▶ **Task objective**
Beginning at the line that holds "Target: bush", restate each line exactly through the final line of the records. Include both of those lines.

▶ **Exercise material**

***

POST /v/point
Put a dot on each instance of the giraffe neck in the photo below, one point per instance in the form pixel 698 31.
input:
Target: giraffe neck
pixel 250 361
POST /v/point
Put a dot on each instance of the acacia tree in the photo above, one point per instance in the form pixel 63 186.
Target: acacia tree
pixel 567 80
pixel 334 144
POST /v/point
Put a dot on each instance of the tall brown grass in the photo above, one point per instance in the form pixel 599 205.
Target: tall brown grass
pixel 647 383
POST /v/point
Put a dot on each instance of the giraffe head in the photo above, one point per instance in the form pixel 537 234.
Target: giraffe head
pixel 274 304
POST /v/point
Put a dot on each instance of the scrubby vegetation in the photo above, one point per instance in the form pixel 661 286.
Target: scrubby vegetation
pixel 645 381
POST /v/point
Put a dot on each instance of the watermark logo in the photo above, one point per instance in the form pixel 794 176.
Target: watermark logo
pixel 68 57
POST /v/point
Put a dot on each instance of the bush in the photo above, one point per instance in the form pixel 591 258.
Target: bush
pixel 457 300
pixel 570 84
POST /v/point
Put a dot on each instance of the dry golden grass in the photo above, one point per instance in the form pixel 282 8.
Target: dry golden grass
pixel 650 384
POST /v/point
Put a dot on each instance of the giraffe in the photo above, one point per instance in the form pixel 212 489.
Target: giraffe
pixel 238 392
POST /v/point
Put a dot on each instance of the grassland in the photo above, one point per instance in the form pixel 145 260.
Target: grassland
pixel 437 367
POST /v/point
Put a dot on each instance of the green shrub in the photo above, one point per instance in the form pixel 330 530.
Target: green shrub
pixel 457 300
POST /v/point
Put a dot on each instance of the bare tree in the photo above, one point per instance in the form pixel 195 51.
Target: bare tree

***

▶ **Response to the task**
Target: bush
pixel 457 300
pixel 570 84
POST /v/point
Put a dot on each instance of the dry golden grass in the photo above, one point per instance in the form pixel 282 8.
Target: dry golden grass
pixel 650 384
POST /v/point
Put a dot on each instance of the giraffe in the photo above, one point per instance in the form pixel 212 489.
Target: giraffe
pixel 238 392
POST /v/point
Put a dot on each instance of the grassland in the photo above, one point per instance in the form pixel 145 260.
Target: grassland
pixel 437 367
POST /v/point
Put a dot on each instance of the green shrub in the photo above, one point per instance in the form pixel 330 530.
Target: green shrub
pixel 457 300
POST /v/point
Put a dot on each instance of the bare tree in the photo above, one point per instance in the form pixel 195 51.
Target: bare tree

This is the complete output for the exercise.